(Dataset entries)
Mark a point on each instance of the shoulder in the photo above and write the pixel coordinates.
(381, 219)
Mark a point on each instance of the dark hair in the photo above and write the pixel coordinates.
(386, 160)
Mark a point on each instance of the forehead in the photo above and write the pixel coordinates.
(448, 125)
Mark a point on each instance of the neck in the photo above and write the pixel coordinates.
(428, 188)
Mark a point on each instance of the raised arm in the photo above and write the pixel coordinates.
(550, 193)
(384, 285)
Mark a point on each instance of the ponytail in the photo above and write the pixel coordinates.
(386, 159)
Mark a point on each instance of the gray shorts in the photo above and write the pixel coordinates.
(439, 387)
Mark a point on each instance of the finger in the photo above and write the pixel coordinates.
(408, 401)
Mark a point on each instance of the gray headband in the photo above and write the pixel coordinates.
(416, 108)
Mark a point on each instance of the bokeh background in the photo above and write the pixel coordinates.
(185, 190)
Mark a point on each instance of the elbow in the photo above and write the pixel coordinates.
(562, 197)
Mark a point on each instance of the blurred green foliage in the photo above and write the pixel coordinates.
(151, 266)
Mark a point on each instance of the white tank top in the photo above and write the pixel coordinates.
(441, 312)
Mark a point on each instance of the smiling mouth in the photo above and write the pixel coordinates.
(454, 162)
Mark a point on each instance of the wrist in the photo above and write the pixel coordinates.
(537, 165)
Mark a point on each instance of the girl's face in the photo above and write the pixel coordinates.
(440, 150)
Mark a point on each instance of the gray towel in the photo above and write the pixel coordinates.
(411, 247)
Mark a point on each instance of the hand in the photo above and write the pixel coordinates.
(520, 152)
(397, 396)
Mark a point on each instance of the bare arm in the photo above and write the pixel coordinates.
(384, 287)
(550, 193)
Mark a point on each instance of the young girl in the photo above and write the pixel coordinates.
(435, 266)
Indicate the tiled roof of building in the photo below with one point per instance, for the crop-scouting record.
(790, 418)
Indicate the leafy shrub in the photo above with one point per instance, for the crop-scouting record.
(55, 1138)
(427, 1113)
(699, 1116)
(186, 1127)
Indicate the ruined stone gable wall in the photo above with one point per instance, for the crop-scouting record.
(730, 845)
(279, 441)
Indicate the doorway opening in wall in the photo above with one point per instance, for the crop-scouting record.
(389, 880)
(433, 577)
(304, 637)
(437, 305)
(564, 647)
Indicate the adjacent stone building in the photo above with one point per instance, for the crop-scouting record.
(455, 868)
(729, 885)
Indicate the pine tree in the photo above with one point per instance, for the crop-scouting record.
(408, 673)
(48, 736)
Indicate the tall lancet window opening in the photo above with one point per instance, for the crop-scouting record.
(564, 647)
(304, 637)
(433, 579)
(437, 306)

- Instructions for the task: Reproduce the records in full, exactly as written.

- Problem solution:
Mark a point on each instance of the shoulder in the photo above and write the pixel coordinates.
(381, 219)
Mark a point on each instance of the dark hair in the photo above and write the pixel coordinates.
(386, 160)
Mark a point on each instance of the forehead in the photo above and write the pixel coordinates.
(448, 125)
Mark a point on each instance of the neck in the photo above and write the pixel coordinates.
(428, 188)
Mark a point on each instance of the raised arm in the photo above and write the pixel coordinates.
(550, 193)
(384, 285)
Mark a point on each instance of the ponytail in the photo above and write the pixel coordinates.
(386, 159)
Mark a point on each instance of the gray shorts in the photo above and write the pixel coordinates.
(439, 387)
Mark a point on each instance of the finger in the photo above and write the pixel coordinates.
(408, 401)
Mark a point on each instance of the gray headband in the photo above and write the pixel coordinates.
(416, 108)
Mark a point on each instance of the bokeh background in the photo above and write the pixel coordinates.
(185, 190)
Mark a point on each instance of the elbow in the photo above and write the pixel coordinates.
(562, 197)
Mark a point on each instance of the blurred green foliage in the photo above and write the pixel coordinates.
(151, 266)
Mark a point on each instance of the white tank top in the photo above and write the pixel coordinates.
(441, 312)
Mark a point on each instance of the smiling mouth in the photo above and write the pixel coordinates.
(454, 162)
Mark a point on each instance of the wrist in the photo above and write the pixel coordinates.
(537, 165)
Mark a point on each instance of the girl's face in the photo above and write the pixel coordinates.
(440, 150)
Mark a point on each instance of the gray towel in the photo above and write the pixel coordinates.
(411, 247)
Mark a point on each instance of the hand in the photo above and write the pixel coordinates.
(520, 152)
(397, 396)
Mark a point on each instance of the bare arm in the photo above and write the pixel coordinates.
(384, 287)
(550, 193)
Mark a point on each instance of the young girl in the photo above and write the pixel coordinates.
(435, 266)
Indicate the tiled roof of building in the photo below with one point per instance, for the crop-scouting record.
(790, 418)
Indicate the leafy shrub in the photo above with one point per instance, for the crop-scouting record.
(55, 1138)
(427, 1113)
(699, 1116)
(186, 1127)
Indicate the ruined stone gable wall in the photo above with one point per instance, for the crop-scouting record.
(730, 845)
(279, 441)
Indicate the doorway opening in wall in the photo above with one point per instance, for the crop-scouting record.
(389, 880)
(433, 577)
(304, 637)
(437, 305)
(564, 647)
Indicate the adjacent stone building in the photo above with one point per instance, for the crop-scouting record.
(455, 868)
(729, 885)
Indicate the pine tree in the photo above with one point per instance, for the crop-scouting record.
(408, 673)
(48, 736)
Indicate the tall lancet window opening in the photo above with one point per instance, for the crop-scouting record.
(564, 647)
(304, 637)
(433, 579)
(437, 306)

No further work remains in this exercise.